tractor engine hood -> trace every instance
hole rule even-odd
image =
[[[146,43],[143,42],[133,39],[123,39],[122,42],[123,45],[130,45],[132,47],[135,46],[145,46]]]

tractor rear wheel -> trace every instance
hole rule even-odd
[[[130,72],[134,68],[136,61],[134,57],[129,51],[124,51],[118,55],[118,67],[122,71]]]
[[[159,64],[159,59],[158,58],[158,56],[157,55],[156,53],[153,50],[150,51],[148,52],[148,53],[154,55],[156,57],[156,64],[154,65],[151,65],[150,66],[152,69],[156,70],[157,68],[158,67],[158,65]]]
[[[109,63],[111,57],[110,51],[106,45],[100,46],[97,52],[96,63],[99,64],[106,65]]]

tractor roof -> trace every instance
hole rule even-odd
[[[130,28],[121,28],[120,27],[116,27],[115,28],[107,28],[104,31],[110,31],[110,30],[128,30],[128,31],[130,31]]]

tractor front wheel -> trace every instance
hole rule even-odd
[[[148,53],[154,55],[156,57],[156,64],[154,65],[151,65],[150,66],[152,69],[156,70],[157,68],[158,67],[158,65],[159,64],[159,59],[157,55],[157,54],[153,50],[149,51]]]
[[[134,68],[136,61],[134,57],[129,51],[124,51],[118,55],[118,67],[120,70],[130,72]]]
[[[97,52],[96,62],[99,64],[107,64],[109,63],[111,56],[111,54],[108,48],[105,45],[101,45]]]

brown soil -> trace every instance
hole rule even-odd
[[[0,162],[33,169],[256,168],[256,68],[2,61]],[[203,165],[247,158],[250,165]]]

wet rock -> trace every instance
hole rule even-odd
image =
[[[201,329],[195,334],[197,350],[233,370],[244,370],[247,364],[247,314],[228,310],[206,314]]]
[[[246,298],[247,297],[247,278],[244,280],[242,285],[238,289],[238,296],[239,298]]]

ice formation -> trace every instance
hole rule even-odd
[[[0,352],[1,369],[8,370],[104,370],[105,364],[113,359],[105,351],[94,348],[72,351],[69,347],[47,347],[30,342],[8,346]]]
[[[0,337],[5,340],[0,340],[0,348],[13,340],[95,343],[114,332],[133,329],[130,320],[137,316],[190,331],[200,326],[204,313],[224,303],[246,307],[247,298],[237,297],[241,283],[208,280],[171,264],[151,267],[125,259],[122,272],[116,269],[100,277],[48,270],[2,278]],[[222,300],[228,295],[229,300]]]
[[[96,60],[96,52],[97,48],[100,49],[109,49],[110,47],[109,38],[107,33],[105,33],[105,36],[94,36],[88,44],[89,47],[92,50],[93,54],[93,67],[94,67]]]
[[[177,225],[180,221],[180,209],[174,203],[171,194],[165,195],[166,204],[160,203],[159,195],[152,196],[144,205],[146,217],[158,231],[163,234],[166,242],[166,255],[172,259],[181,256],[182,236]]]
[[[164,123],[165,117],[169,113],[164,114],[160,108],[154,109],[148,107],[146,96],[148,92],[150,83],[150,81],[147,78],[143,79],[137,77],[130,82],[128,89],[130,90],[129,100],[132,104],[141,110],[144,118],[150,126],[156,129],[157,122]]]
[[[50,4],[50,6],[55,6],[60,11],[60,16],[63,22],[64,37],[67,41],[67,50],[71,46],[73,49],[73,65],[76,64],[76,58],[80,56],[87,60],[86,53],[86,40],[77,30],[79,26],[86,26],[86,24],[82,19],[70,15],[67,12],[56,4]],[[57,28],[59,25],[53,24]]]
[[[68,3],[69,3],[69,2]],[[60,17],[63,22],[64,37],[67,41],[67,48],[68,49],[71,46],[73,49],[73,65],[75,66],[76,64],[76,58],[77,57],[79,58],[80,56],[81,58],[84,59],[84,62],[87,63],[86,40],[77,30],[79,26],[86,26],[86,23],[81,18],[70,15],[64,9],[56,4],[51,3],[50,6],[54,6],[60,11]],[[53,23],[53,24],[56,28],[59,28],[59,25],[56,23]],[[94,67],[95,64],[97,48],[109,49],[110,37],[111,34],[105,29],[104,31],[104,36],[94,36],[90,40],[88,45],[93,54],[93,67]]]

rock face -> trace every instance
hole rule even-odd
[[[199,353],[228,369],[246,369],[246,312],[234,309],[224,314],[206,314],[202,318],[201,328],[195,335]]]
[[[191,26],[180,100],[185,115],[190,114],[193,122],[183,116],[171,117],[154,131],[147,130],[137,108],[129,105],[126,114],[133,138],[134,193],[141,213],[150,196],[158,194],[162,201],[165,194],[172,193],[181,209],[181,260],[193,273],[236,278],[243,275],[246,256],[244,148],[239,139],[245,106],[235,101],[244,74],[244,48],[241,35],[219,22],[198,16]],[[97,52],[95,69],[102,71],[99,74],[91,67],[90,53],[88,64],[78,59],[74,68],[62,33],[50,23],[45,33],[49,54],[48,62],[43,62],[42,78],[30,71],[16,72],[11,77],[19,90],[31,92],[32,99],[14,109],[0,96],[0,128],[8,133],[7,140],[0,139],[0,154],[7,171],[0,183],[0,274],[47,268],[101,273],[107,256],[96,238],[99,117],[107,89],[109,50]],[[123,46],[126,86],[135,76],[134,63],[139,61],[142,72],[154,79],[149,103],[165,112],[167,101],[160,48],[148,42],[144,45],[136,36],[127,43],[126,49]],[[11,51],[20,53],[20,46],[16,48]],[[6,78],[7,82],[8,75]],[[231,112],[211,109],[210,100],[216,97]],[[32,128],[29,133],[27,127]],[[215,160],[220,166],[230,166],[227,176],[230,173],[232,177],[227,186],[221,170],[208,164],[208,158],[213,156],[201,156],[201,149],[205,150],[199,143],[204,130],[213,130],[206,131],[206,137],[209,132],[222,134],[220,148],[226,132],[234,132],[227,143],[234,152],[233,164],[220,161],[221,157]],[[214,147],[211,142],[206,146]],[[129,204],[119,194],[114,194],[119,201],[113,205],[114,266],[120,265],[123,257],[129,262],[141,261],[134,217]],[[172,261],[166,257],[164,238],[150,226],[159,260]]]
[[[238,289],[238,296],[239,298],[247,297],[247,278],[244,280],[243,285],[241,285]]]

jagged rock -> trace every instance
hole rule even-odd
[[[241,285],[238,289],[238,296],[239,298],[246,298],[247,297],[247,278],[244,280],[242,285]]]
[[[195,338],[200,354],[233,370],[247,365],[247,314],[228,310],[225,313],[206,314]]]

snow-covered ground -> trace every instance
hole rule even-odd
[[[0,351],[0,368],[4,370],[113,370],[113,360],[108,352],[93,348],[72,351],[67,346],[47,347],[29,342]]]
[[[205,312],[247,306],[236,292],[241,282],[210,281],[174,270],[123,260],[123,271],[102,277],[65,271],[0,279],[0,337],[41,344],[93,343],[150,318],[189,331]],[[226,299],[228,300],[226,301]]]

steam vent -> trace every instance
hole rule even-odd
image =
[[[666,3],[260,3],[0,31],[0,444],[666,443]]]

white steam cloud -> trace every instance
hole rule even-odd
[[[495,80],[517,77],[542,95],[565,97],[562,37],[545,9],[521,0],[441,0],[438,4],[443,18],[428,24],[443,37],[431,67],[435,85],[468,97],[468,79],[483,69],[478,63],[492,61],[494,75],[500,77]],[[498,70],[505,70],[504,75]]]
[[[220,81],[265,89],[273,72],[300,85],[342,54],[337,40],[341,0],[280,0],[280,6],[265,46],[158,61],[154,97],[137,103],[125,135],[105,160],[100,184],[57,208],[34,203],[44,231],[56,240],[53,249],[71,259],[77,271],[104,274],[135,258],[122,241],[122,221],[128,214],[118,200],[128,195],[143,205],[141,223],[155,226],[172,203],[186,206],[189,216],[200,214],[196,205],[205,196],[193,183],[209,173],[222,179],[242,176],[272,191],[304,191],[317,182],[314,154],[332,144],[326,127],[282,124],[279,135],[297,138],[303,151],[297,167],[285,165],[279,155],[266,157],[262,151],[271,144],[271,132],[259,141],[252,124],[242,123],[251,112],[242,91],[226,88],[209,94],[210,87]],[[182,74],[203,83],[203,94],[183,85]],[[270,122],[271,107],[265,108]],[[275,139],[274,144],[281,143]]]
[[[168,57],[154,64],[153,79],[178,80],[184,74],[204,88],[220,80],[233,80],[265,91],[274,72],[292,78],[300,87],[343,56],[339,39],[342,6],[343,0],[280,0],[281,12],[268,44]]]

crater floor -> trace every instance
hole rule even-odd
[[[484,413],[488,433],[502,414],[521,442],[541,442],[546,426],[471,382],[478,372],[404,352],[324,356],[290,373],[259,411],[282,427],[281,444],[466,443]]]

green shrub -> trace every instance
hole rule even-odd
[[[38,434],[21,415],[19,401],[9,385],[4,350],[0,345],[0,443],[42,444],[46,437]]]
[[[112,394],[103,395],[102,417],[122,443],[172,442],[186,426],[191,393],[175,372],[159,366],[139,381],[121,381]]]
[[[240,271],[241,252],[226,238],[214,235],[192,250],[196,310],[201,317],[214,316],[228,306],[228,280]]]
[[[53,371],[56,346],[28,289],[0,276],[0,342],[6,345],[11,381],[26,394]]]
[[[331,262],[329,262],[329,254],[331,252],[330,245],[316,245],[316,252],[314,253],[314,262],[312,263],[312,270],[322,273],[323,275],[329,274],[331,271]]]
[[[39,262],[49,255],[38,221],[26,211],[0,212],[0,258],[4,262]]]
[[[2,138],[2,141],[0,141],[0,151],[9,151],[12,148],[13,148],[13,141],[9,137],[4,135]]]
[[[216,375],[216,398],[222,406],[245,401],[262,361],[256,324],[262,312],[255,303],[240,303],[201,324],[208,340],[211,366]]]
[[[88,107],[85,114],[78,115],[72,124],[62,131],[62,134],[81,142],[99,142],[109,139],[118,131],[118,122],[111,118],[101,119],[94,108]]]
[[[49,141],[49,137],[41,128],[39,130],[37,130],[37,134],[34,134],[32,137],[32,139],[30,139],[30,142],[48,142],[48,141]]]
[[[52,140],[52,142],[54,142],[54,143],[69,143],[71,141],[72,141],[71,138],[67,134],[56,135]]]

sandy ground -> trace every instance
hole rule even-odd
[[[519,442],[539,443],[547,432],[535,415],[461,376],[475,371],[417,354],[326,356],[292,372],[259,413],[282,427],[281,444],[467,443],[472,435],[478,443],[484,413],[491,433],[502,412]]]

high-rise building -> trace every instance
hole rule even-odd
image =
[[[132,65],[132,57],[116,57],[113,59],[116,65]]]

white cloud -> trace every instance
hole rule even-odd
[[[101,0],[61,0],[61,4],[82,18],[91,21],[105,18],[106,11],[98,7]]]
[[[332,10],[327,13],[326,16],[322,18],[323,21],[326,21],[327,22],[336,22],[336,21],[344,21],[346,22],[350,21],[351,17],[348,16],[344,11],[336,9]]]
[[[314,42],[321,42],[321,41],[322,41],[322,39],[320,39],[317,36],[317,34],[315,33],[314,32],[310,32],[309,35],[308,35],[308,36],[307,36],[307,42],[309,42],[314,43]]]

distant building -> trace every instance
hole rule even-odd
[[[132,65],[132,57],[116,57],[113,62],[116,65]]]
_____
WHAT NEEDS TO BE DONE: Reproduce verbatim the part of the data that opens with the line containing "steam vent -> trace every instance" and closes with the line containing "[[[666,3],[260,3],[0,31],[0,444],[666,443]]]", including both of those lines.

IN RESPONSE:
steam vent -> trace every instance
hole rule even-odd
image =
[[[666,3],[260,3],[0,31],[0,444],[666,443]]]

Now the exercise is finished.